EXCERPT TO READ START

Given the general contempt that MLPs are held in at present, and the extent to which people seem to regard self-attention as magic pixie dust which cannot be replicated by alternatives like CNNs or MLPs and which makes Transformers qualitatively different from anything before & solely responsible for the past ~4 years of DL progress (earlier discussion defending MLP prospects), it might be more useful to emphasize the other direction: if you can convert any self-attention to an equivalent fully-connected MLP, then that can be described as "there is a fully-connected MLP that implements your self-attention". (Incidentally, maybe I missed this in the writeup, but this post is only providing an injective self-attention → MLP construction, right? Not the other way around, so converting an arbitrary MLP layer to a self-attention layer is presumably doable - at least with enough parameters - but remains unknown.)

Unfortunate that the construction is so inefficient: 12 heads → 3,000 heads or 250x inflation is big enough to be practically irrelevant (maybe theoretically too). I wonder if you can tighten that to something much more relevant? ~~My intuition is that MLPs are such powerful function approximators that you should be able to convert between much more similar-sized nets (and maybe smaller MLPs).~~

In either direction - perhaps you could just directly empirically approximate an exchange rate by training MLPs of various sizes to distill a self-attention layer? Given the sloppiness in attention patterns, it wouldn't necessarily have to be all that accurate. And you could do this for each layer to de-attend a NN, which ought to have nice performance characteristics in addition to being a PoC.

(My prediction would be that the parameter-optimal MLP equivalent would have a width vs depth scaling law such that increasing large Transformer heads would be approximated by increasingly skinny deep MLP stacks, to allow switching/mixing by depth. And that you could probably come up with an initialization for the MLPs which makes them start off with self-attention-like activity, like you can come up with Transformer initializations that mimic CNN inductive priors. Then you could just drop the distillation entirely and create a MLPized Transformer from scratch.)

EXCERPT TO READ END
PROVIDED MATERIAL START

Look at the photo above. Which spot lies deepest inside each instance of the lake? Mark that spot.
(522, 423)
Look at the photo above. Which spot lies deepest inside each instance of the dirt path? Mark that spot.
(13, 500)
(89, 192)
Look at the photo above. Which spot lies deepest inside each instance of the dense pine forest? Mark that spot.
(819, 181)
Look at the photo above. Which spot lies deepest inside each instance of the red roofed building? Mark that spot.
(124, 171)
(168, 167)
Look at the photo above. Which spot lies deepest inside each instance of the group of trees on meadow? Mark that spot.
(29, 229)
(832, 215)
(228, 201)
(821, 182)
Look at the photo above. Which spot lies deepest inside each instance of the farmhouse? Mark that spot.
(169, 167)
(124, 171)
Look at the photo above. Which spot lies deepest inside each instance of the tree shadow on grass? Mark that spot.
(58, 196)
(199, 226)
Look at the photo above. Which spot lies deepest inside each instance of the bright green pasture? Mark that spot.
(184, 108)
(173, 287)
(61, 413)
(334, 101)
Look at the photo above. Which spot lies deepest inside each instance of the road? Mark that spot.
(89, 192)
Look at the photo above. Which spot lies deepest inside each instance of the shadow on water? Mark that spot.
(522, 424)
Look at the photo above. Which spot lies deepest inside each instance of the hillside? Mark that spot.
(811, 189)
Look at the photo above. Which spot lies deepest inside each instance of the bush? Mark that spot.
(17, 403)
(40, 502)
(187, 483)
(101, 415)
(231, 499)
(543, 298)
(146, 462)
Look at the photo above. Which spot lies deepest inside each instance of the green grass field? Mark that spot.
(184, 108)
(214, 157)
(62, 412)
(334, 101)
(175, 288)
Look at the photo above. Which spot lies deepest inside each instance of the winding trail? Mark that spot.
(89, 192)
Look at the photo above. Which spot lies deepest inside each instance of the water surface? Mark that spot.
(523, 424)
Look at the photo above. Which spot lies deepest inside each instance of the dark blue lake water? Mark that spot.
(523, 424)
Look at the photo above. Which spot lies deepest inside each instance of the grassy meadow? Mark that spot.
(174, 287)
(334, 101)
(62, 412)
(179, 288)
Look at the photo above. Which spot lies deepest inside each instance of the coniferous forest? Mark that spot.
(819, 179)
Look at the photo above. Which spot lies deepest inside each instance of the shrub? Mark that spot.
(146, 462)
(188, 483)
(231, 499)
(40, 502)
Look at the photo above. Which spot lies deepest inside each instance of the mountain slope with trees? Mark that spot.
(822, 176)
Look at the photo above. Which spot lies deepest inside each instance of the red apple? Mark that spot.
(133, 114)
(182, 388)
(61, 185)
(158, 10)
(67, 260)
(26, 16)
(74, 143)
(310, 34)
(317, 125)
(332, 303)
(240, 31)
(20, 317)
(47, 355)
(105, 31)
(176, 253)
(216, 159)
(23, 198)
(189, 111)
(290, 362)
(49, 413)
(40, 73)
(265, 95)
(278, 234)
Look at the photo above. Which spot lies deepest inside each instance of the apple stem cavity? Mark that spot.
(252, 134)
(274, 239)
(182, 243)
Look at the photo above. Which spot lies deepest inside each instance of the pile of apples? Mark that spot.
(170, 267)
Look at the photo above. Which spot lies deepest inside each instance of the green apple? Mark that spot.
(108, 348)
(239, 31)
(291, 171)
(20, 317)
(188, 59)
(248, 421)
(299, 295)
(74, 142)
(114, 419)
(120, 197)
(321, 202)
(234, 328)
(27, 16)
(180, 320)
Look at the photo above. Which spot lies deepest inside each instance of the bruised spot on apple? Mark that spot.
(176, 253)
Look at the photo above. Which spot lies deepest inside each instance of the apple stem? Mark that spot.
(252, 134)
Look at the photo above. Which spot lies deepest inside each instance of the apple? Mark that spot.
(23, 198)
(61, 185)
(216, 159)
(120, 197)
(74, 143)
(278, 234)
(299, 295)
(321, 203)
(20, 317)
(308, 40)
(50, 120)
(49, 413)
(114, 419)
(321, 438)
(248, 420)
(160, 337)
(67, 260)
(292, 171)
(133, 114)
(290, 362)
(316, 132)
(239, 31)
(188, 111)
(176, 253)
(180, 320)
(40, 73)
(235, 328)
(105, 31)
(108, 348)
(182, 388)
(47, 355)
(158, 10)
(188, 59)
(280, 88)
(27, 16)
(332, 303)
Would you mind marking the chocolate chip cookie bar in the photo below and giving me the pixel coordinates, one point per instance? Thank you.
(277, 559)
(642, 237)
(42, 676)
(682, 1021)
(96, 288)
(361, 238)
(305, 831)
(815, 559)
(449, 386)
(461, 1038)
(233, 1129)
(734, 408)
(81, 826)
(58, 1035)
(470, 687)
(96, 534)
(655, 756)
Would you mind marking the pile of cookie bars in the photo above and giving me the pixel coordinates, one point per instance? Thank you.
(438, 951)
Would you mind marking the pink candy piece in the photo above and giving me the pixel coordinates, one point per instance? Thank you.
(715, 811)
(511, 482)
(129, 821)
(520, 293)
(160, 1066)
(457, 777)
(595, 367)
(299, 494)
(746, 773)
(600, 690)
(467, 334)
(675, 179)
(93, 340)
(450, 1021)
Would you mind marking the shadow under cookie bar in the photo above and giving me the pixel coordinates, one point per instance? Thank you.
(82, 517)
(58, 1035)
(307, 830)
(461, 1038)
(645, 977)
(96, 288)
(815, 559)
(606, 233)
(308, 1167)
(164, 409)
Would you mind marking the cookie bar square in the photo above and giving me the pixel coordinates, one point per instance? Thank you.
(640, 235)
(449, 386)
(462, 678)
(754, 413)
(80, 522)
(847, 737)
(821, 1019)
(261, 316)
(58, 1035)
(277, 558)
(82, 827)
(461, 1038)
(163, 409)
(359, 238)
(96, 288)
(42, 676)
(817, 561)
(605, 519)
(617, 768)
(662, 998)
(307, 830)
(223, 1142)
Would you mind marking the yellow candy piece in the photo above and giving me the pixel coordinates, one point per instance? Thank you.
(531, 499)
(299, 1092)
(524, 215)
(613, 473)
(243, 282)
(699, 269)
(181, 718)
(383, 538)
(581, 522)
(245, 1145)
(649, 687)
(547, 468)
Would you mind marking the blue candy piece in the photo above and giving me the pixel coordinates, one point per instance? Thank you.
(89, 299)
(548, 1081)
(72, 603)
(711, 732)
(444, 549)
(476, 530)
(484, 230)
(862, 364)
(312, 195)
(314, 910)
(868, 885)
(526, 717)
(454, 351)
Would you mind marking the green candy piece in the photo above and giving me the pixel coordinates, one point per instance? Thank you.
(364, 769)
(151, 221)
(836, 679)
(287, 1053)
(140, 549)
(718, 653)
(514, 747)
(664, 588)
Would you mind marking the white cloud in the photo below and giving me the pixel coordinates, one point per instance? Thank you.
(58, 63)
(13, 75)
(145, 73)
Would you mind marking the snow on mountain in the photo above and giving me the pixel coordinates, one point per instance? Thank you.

PROVIDED MATERIAL END

= WORK INSTRUCTION 1 =
In the comment on MLPs and self-attention, how many heads does the construction need to replace 12 heads?
= WORK INSTRUCTION 2 =
What are all the abbreviations used in the comment on MLPs and self-attention?
= WORK INSTRUCTION 3 =
Copy out the part of the comment on MLPs and self-attention that opens with the words containing "Unfortunate that the" and closes with "being a PoC.".

= ANSWER AREA 1 =
3,000 heads, a 250x inflation.

= ANSWER AREA 2 =
MLP(s), CNNs, DL, NN, PoC

= ANSWER AREA 3 =
Unfortunate that the construction is so inefficient: 12 heads → 3,000 heads or 250x inflation is big enough to be practically irrelevant (maybe theoretically too). I wonder if you can tighten that to something much more relevant? ~~My intuition is that MLPs are such powerful function approximators that you should be able to convert between much more similar-sized nets (and maybe smaller MLPs).~~

In either direction - perhaps you could just directly empirically approximate an exchange rate by training MLPs of various sizes to distill a self-attention layer? Given the sloppiness in attention patterns, it wouldn't necessarily have to be all that accurate. And you could do this for each layer to de-attend a NN, which ought to have nice performance characteristics in addition to being a PoC.